**Exercise requirements:** Please update every row below by replacing "wanted" with "requested", and leave everything else unchanged.

**Record extracts:**

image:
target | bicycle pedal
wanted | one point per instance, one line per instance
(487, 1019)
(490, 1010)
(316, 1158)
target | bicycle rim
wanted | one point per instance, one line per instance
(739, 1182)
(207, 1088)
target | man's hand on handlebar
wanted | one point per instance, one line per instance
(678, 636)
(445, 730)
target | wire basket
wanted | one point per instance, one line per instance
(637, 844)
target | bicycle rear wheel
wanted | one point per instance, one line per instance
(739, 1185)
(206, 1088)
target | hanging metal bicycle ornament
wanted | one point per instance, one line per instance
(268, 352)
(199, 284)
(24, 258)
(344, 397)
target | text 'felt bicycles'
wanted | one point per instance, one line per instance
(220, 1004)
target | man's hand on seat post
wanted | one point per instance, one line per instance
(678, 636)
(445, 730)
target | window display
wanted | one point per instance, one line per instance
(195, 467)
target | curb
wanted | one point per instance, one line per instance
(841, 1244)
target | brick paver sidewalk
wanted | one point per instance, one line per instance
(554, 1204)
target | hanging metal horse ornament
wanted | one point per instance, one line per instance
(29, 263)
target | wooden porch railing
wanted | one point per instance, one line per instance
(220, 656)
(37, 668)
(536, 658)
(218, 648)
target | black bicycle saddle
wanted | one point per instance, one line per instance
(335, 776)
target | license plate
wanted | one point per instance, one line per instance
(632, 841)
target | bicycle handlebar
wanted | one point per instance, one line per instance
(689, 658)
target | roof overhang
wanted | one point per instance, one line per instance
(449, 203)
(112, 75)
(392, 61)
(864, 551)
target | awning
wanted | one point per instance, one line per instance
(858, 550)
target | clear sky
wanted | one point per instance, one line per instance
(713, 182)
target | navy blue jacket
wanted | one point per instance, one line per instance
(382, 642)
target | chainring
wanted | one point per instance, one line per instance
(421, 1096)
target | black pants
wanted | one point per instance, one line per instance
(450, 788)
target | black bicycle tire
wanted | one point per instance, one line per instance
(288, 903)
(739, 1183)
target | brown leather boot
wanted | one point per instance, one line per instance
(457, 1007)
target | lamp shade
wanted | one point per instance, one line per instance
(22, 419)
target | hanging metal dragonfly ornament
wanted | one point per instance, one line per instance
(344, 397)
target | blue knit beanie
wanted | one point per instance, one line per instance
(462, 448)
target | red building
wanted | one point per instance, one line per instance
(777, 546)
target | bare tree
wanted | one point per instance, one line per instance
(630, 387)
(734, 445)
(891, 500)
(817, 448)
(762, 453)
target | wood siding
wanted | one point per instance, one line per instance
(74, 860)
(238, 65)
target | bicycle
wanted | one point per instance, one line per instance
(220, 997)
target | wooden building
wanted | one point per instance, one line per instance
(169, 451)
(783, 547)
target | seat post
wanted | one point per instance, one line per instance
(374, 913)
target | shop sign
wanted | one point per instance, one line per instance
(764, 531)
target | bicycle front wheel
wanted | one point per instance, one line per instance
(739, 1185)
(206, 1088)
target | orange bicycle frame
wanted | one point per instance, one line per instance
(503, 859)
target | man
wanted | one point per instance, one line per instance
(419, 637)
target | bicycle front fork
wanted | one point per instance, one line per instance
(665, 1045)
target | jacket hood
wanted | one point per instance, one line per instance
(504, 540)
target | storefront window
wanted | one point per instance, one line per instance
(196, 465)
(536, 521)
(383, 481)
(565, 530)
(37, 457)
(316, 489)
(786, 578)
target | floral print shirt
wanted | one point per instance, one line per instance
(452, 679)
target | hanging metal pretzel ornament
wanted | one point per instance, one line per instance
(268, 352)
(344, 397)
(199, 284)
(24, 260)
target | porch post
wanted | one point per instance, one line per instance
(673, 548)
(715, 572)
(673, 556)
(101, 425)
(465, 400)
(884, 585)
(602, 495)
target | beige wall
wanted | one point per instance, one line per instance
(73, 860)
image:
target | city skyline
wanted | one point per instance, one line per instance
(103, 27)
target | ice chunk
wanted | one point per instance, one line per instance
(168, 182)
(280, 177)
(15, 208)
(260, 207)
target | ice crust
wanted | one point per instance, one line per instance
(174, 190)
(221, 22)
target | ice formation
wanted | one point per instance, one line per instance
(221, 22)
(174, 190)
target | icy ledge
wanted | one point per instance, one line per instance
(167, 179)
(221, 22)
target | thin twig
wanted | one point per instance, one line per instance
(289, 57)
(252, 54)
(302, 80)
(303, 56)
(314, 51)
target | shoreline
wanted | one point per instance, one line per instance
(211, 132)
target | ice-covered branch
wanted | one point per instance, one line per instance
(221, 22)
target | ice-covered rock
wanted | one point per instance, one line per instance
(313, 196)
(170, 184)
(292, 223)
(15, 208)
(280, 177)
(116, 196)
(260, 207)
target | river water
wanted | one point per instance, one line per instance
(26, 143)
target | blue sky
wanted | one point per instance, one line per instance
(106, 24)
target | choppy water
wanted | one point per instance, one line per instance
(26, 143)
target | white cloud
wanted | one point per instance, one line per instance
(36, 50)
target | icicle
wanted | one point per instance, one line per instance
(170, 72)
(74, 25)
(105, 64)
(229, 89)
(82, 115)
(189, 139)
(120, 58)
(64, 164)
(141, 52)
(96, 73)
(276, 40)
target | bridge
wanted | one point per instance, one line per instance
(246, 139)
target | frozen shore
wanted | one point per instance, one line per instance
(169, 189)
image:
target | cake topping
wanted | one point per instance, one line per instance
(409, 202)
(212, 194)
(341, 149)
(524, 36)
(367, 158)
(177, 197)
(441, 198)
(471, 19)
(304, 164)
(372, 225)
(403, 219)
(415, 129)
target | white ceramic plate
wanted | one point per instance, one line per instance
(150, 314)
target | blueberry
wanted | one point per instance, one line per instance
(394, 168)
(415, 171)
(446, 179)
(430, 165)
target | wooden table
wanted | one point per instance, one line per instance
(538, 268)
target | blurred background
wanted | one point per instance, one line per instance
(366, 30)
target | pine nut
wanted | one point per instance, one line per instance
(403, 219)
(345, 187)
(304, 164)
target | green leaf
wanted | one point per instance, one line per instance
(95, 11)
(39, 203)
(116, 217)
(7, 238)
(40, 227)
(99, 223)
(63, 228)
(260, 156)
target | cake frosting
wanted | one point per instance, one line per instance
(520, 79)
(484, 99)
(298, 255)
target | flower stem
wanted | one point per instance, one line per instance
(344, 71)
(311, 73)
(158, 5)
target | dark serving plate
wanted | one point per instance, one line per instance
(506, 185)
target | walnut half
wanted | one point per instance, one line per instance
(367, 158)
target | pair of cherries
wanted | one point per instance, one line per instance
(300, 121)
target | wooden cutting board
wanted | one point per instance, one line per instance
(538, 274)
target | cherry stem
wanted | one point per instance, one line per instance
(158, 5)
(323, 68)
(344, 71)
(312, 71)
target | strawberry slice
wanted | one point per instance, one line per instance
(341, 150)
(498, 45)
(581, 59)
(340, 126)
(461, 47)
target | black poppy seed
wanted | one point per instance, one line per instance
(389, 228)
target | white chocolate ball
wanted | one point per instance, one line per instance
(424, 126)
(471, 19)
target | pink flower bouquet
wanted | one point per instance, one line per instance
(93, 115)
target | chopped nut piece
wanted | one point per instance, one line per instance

**Exercise answer:**
image:
target | bicycle pedal
requested | one point per instance, one line per instance
(487, 1019)
(490, 1010)
(316, 1158)
target | bicycle rim
requested | one point per instance, one line per instance
(739, 1182)
(207, 1088)
target | man's hand on handlebar
requested | one point per instance, one line per instance
(678, 636)
(445, 730)
target | wire basket
requested | one point per instance, one line per instance
(637, 844)
target | bicycle rear wheel
requested | one point per instance, one line per instance
(739, 1185)
(206, 1088)
target | hanging metal bicycle ornament
requested | one point per instance, one line per instance
(268, 352)
(199, 284)
(24, 258)
(344, 397)
target | text 'felt bicycles'
requested | one point per instance, one line per instance
(220, 1004)
target | man's hand on seat post
requested | one point per instance, one line per instance
(678, 636)
(445, 730)
target | window display
requested | one point per instance, one line per instance
(195, 467)
target | curb
requested | one point per instance, one line per instance
(841, 1244)
target | brick paver sidewalk
requested | one point per instance, one line per instance
(554, 1204)
target | hanging metal horse ornament
requested | one point per instance, one line per instance
(29, 263)
target | wooden porch railing
requested | one point per instance, one line per instance
(220, 656)
(37, 668)
(536, 658)
(218, 648)
target | black bicycle saddle
requested | one point per instance, one line per instance
(335, 776)
target | license plate
requested | one point per instance, one line per instance
(632, 841)
target | bicycle handlebar
requested | one point per instance, one line per instance
(689, 658)
target | roof overhang
requested | one point per instance, one line per instance
(449, 203)
(112, 75)
(392, 61)
(864, 551)
target | awning
requested | one point per instance, one line per instance
(858, 550)
target | clear sky
requested | one point per instance, one line per instance
(713, 182)
target | navy blue jacket
requested | one point per instance, one line per instance
(382, 642)
target | chainring
requested | one point per instance, one line per instance
(421, 1096)
target | black pants
requested | one point per instance, one line per instance
(450, 788)
target | black bicycle tire
requested | one point per instance, one line per instance
(288, 903)
(739, 1183)
target | brown leather boot
requested | one point per instance, one line per instance
(457, 1007)
target | lamp shade
requested | one point per instance, one line per instance
(22, 419)
target | hanging metal dragonfly ornament
requested | one point per instance, one line per instance
(344, 397)
target | blue knit beanie
requested | one point per instance, one line per instance
(462, 448)
target | red building
requested | one point per instance, one line per instance
(777, 546)
target | bare tree
requested | one point per instance, one line per instance
(630, 387)
(734, 445)
(891, 500)
(817, 448)
(762, 453)
target | wood siding
requested | one point per instance, one line per instance
(74, 860)
(238, 65)
target | bicycle
requested | one point per instance, one line per instance
(220, 997)
target | wooden building
requested | one point per instance, one line per instance
(169, 451)
(783, 547)
target | seat post
requested | one point per instance, one line per instance
(374, 913)
target | shop sign
requested | one point per instance, one line per instance
(764, 531)
target | bicycle front wheel
requested | one point per instance, one line per instance
(739, 1185)
(206, 1088)
target | orange bicycle frame
requested | one point per instance, one line per instance
(503, 859)
target | man
requested | one point per instance, one line per instance
(419, 637)
target | bicycle front fork
requested | one point per instance, one line per instance
(665, 1045)
target | jacket hood
requested | one point per instance, one line per instance
(504, 540)
target | storefront window
requested | one point per instance, one line per instance
(196, 465)
(536, 521)
(383, 481)
(565, 530)
(37, 457)
(316, 489)
(786, 578)
target | floral print shirt
requested | one point per instance, one line per instance
(452, 679)
target | hanging metal pretzel ornament
requested | one point per instance, one line per instance
(268, 352)
(344, 397)
(199, 284)
(24, 260)
target | porch post
requested | one point per instance, one line per instance
(673, 548)
(715, 572)
(673, 556)
(101, 425)
(465, 400)
(884, 585)
(602, 495)
target | beige wall
requested | one point per instance, one line per instance
(73, 860)
image:
target | city skyline
requested | one point per instance, one line per instance
(103, 27)
target | ice chunk
requested | one point per instance, one line per instance
(168, 182)
(280, 177)
(15, 208)
(260, 207)
target | ice crust
requested | one point per instance, one line per instance
(174, 190)
(221, 22)
target | ice formation
requested | one point per instance, one line per instance
(221, 22)
(174, 190)
target | icy ledge
requested | one point per instance, one line per instance
(167, 179)
(221, 22)
target | thin twig
requested | one point per instance, one line per instance
(289, 57)
(252, 54)
(302, 80)
(303, 56)
(314, 51)
target | shoreline
requested | one point per instance, one line per instance
(211, 132)
target | ice-covered branch
requested | one point per instance, one line per instance
(221, 22)
target | ice-covered rock
requested | one point per instance, one line per instance
(313, 196)
(170, 184)
(292, 223)
(15, 208)
(280, 177)
(116, 196)
(260, 207)
target | river water
requested | one point per instance, one line per instance
(26, 143)
target | blue sky
requested | one point per instance, one line per instance
(106, 24)
target | choppy water
requested | one point per instance, one line per instance
(26, 143)
target | white cloud
requested | one point per instance, one line per instance
(36, 50)
target | icicle
requested | one point per instance, one line per instance
(170, 72)
(74, 25)
(105, 64)
(229, 89)
(82, 115)
(189, 139)
(120, 58)
(64, 164)
(141, 52)
(96, 73)
(276, 40)
target | bridge
requested | one point per instance, one line per instance
(246, 139)
target | frozen shore
requested | one point per instance, one line per instance
(169, 189)
image:
target | cake topping
requested | one point per instance, one line per instance
(409, 202)
(212, 194)
(341, 149)
(524, 36)
(367, 158)
(177, 197)
(441, 198)
(471, 19)
(304, 164)
(372, 225)
(403, 219)
(415, 129)
target | white ceramic plate
requested | one point per instance, one line per instance
(150, 314)
target | blueberry
requested | one point per instance, one line per instance
(394, 168)
(415, 171)
(446, 179)
(430, 165)
target | wooden table
requested | one point per instance, one line per instance
(538, 268)
target | blurred background
requested | one point per instance, one line per instance
(366, 30)
target | pine nut
requested | one point per instance, one line per instance
(403, 219)
(345, 187)
(304, 164)
target | green leaf
requested | one point per instance, one line per instance
(95, 11)
(39, 203)
(116, 217)
(7, 238)
(40, 227)
(99, 223)
(63, 228)
(260, 156)
target | cake frosting
requested | one point per instance, one line per instance
(520, 79)
(484, 99)
(298, 255)
target | flower stem
requested | one point per instance, one line per instance
(344, 71)
(311, 73)
(158, 5)
target | dark serving plate
requested | one point per instance, one line per instance
(506, 185)
target | walnut half
requested | one point per instance, one line per instance
(367, 158)
target | pair of cherries
requested | one point per instance, one line per instance
(300, 121)
target | wooden cutting board
requested | one point per instance, one line per instance
(538, 274)
target | cherry stem
requested | one point per instance, one line per instance
(158, 5)
(323, 68)
(344, 71)
(312, 71)
target | strawberry slice
requested | one point per instance, one line per instance
(341, 150)
(498, 45)
(581, 59)
(340, 126)
(461, 47)
target | black poppy seed
requested | one point per instance, one line per instance
(389, 228)
target | white chocolate ball
requested | one point per instance, one line per instance
(424, 126)
(471, 19)
target | pink flower bouquet
requested | one point per instance, one line per instance
(93, 115)
target | chopped nut piece
requested | one point per instance, one line per instance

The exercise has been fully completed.